■ Input records:
┄┄┄┄┄┄┄┄┄┄
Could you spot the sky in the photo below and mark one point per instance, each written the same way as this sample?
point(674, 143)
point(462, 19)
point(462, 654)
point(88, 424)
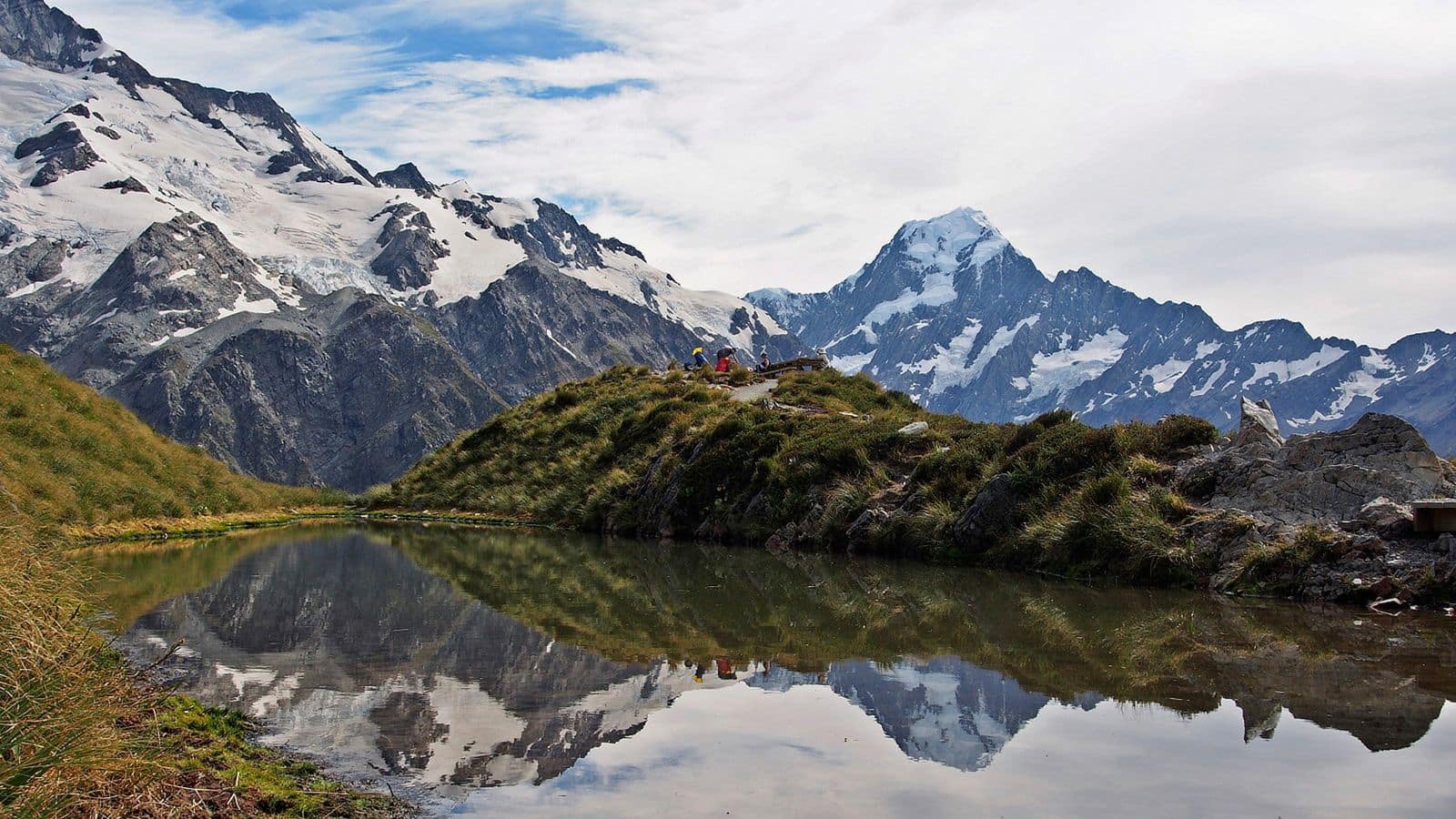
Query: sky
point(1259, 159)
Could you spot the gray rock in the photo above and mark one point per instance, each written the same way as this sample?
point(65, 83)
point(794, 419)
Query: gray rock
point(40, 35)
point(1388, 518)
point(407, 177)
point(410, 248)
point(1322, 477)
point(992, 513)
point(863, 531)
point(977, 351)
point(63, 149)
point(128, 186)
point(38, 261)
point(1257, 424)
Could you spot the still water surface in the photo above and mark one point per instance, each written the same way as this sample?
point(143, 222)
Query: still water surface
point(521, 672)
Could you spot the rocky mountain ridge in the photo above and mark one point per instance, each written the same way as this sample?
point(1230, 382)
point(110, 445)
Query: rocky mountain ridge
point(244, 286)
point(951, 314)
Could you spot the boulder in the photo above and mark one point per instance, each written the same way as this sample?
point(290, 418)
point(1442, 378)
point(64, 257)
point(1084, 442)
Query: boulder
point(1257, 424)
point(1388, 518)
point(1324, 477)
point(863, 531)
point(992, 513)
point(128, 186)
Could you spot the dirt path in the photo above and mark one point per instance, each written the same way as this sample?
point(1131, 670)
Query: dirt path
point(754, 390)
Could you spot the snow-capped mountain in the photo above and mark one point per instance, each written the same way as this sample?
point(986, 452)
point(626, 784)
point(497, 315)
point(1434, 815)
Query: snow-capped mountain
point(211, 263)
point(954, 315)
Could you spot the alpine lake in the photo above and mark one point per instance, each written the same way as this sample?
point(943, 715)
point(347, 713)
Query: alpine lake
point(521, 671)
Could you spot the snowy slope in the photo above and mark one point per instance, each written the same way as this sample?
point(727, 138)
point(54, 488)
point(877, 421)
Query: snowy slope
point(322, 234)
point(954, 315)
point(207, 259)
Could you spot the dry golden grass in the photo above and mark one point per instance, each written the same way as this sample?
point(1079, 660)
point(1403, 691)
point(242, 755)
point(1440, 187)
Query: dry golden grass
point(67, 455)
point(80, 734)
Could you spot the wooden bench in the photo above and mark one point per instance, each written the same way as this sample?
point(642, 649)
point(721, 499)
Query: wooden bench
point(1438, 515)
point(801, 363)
┄┄┄┄┄┄┄┄┄┄
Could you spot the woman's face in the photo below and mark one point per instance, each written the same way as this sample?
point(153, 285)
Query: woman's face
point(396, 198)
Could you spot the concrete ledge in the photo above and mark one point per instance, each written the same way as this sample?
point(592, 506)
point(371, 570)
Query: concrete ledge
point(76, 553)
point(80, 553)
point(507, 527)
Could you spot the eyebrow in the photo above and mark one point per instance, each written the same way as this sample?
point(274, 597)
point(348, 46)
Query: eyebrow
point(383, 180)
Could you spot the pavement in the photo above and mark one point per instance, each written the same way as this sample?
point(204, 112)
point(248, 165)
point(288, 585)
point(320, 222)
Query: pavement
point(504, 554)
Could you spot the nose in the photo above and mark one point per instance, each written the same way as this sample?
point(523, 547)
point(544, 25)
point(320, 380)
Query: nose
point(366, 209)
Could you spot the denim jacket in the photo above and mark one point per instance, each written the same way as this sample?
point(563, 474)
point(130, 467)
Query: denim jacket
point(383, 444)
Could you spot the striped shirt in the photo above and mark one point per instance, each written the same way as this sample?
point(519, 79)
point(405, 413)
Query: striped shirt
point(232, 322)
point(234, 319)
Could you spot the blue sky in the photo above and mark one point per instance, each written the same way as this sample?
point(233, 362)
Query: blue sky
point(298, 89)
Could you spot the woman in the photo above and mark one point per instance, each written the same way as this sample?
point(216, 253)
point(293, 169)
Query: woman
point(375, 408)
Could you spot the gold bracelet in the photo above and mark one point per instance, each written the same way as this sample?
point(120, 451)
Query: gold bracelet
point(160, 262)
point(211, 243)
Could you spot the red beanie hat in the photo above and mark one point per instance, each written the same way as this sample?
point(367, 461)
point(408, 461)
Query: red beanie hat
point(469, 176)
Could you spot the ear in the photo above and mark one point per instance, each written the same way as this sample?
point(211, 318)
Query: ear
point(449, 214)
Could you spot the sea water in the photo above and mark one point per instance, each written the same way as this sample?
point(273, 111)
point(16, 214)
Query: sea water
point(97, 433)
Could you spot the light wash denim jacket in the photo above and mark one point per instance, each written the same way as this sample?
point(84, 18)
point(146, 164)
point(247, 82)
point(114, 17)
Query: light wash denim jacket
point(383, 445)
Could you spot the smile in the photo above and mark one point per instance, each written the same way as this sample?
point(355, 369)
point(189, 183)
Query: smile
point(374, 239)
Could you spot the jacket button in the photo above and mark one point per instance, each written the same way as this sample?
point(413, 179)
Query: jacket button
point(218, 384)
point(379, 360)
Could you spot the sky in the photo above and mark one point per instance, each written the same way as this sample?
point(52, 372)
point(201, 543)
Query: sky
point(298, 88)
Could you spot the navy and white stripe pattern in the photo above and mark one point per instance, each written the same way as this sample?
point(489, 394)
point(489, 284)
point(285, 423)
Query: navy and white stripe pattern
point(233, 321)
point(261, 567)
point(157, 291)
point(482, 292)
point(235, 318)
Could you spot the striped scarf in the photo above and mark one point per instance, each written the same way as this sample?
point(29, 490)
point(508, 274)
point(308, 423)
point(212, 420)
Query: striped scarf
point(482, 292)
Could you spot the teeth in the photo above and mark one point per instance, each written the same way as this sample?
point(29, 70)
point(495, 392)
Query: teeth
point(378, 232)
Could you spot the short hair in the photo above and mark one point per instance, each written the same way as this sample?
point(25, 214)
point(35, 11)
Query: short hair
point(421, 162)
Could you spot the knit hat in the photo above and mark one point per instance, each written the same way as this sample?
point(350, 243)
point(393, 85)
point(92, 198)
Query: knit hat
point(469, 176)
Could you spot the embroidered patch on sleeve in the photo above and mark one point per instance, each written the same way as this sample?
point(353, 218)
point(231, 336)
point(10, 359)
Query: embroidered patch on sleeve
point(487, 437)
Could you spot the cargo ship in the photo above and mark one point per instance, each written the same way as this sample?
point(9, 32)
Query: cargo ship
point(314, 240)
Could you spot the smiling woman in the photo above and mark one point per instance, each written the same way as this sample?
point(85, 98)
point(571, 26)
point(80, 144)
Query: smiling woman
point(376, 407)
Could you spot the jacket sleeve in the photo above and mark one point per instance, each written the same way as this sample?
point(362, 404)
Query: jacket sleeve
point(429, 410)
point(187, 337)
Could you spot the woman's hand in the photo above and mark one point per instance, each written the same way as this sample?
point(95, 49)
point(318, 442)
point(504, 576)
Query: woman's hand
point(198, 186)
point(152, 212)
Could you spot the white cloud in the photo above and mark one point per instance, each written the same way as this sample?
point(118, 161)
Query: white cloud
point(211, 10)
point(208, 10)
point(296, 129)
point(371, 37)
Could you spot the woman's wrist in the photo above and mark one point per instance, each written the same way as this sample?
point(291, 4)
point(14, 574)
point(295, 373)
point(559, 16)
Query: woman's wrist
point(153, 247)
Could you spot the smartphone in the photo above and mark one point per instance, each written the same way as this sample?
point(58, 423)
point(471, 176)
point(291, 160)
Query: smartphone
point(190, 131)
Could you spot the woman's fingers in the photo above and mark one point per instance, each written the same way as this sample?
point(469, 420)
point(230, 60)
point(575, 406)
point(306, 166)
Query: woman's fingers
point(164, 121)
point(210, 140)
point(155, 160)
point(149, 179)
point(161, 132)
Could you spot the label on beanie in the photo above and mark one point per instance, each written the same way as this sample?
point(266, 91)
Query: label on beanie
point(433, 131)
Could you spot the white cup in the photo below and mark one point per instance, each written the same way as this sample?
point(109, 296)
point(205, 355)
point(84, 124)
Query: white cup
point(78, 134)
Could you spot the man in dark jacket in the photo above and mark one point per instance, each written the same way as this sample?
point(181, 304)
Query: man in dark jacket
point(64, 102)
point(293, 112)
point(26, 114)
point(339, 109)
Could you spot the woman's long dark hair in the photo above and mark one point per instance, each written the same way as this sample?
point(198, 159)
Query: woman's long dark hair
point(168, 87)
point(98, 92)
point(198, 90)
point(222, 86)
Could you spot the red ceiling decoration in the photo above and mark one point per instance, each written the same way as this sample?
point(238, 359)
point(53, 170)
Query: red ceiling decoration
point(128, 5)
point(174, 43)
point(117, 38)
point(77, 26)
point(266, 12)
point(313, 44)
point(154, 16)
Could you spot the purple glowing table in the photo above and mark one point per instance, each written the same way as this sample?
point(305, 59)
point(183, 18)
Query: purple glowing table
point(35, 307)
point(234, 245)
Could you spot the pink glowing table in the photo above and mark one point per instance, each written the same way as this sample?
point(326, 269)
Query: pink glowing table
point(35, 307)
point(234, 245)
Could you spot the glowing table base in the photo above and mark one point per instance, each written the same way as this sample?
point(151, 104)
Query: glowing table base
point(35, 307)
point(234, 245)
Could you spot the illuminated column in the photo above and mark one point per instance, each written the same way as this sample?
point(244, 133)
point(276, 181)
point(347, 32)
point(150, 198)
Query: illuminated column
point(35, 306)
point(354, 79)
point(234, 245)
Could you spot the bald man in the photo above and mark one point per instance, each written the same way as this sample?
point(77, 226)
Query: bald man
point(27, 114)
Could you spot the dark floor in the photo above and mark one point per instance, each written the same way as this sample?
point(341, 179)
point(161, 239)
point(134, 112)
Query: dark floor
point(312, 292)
┄┄┄┄┄┄┄┄┄┄
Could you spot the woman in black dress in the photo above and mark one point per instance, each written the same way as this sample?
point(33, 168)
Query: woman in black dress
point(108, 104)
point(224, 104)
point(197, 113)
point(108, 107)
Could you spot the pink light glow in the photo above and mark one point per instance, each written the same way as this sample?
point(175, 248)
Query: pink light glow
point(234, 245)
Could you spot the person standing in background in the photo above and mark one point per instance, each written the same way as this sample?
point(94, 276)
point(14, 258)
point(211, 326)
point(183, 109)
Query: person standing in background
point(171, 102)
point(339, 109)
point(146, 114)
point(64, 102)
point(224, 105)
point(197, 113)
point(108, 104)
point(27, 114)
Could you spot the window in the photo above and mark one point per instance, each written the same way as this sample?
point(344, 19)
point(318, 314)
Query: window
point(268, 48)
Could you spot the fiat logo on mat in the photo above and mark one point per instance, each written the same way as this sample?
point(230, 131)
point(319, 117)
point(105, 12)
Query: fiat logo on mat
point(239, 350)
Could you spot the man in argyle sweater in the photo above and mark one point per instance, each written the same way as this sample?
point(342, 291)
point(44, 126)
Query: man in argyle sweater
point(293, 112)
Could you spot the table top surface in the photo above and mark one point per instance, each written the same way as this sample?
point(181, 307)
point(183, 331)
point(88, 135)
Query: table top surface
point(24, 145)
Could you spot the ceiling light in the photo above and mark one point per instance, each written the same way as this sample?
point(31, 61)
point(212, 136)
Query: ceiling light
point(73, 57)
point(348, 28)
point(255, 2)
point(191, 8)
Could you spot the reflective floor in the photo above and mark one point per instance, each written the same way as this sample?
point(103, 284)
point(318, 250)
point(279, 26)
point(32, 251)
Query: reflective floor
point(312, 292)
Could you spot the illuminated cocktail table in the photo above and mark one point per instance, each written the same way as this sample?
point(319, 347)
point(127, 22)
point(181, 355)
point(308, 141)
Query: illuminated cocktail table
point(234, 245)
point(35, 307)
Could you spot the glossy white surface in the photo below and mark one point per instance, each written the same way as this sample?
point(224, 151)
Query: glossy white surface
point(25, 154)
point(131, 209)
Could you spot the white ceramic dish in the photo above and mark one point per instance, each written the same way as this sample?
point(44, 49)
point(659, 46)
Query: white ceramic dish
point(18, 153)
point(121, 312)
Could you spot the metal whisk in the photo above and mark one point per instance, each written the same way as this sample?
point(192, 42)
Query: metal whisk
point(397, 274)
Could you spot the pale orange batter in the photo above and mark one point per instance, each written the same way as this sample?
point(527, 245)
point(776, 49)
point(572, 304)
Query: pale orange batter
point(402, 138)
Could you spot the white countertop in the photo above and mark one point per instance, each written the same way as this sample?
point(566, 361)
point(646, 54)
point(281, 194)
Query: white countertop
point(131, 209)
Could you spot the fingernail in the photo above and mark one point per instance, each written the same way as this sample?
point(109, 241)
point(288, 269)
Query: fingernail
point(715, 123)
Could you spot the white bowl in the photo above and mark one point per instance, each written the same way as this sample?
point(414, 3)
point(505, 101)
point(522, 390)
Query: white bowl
┄┄┄┄┄┄┄┄┄┄
■ Work to do:
Copy the data word for word, from the line containing "Could you spot the woman's wrist" through the line containing "point(222, 86)", both included.

■ Written reply:
Could you spot the woman's wrist in the photo above and mark one point per instance, each written the same way as this sample?
point(291, 4)
point(14, 574)
point(295, 373)
point(559, 16)
Query: woman's wrist
point(153, 247)
Could you spot the smartphone in the photo above and mark one point per instance, each written the same way as this sample?
point(58, 423)
point(471, 176)
point(291, 160)
Query: smartphone
point(190, 131)
Could you spot the woman's fingers in the photo above and mark one point per instance, each written the same way as this sample?
point(469, 420)
point(230, 60)
point(575, 406)
point(306, 166)
Query: woman's fingers
point(164, 121)
point(210, 140)
point(155, 160)
point(149, 179)
point(161, 132)
Could you spot the label on beanie in the photo above and mark one point per instance, each written the same way as this sample?
point(266, 91)
Query: label on beanie
point(433, 131)
Could you spot the white cup in the photo below and mark one point per instance, each written the same way as this sample?
point(109, 296)
point(205, 355)
point(84, 124)
Query: white cup
point(78, 134)
Could you spot the man in dark jacket in the photo above and mark one point per instance, each written the same way as this sample?
point(181, 304)
Query: man in dark jacket
point(64, 102)
point(293, 112)
point(26, 114)
point(339, 109)
Could you spot the woman's long dark hair in the photo above and mark one point per instance, each written the same way as this sample?
point(198, 159)
Query: woman's long dark hair
point(168, 87)
point(98, 92)
point(198, 90)
point(222, 86)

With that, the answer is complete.